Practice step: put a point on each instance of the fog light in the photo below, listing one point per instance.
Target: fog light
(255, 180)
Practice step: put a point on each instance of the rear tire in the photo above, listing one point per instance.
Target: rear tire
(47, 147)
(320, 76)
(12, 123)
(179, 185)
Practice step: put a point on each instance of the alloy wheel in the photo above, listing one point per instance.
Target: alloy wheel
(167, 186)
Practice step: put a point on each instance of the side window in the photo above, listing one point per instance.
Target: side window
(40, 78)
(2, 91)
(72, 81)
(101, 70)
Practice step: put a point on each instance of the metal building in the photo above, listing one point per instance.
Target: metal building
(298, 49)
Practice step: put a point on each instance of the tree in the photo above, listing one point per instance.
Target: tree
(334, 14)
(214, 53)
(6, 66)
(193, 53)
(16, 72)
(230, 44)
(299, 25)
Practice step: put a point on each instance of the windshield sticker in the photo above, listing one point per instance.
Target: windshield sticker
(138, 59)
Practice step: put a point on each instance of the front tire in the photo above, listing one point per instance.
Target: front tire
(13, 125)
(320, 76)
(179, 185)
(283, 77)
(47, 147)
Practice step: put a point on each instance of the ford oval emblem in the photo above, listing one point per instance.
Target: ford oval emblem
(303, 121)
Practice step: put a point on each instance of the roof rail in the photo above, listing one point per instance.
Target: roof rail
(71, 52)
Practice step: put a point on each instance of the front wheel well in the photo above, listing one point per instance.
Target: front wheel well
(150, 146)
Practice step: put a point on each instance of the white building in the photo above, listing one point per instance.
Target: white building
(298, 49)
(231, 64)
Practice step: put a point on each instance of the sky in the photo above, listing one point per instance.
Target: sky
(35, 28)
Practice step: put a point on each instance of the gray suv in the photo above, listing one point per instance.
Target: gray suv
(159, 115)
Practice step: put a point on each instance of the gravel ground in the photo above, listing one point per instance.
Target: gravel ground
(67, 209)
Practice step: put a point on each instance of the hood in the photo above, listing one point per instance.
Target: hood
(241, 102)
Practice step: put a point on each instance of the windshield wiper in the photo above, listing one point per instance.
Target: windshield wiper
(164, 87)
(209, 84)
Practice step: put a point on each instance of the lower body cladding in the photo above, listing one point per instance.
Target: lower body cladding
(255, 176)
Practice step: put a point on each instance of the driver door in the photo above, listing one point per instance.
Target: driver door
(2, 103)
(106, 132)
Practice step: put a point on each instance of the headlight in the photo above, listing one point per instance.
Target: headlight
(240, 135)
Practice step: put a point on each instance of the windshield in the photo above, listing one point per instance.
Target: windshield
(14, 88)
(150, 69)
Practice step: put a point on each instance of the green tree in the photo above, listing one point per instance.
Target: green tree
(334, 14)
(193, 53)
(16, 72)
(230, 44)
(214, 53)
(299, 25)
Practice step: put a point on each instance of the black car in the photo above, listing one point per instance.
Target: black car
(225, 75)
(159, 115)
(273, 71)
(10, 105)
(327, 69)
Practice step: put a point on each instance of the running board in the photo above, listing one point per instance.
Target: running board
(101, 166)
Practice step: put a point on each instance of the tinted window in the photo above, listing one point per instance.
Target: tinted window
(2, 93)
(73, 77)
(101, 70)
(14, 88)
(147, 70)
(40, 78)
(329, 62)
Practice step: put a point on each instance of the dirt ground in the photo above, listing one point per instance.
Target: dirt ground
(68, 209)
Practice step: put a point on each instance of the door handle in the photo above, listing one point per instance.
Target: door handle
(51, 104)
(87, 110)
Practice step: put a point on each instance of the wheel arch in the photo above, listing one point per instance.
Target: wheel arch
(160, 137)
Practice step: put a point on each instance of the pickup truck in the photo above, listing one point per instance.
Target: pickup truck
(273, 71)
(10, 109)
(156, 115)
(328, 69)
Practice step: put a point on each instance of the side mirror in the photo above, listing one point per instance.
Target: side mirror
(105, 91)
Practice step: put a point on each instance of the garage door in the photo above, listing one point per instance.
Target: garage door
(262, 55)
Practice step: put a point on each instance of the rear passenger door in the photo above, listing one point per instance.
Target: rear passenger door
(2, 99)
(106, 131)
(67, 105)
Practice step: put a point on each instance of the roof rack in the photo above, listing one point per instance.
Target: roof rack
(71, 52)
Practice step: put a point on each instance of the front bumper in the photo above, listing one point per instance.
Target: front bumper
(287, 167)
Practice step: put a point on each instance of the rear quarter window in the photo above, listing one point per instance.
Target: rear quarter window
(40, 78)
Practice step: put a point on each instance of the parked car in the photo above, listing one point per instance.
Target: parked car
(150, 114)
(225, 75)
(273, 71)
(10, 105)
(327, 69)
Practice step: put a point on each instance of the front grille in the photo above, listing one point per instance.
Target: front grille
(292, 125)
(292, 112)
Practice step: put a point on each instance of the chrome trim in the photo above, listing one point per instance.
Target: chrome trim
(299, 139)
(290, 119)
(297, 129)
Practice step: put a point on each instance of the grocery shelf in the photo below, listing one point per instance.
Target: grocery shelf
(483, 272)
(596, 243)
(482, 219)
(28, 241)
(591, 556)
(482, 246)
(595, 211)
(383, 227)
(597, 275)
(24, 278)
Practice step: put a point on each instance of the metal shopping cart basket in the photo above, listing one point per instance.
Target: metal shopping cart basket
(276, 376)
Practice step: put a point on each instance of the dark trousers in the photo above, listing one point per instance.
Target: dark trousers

Task objective
Word for word, restate the listing above from its first line to the line with "the rear tire", keeping both.

Result for this exercise
Practice step: put a point on each instance of the fog light in the photo below, listing one point per instance.
Target: fog light
(255, 180)
Practice step: put a point on each instance of the rear tire in the photo above, listing one point per instance.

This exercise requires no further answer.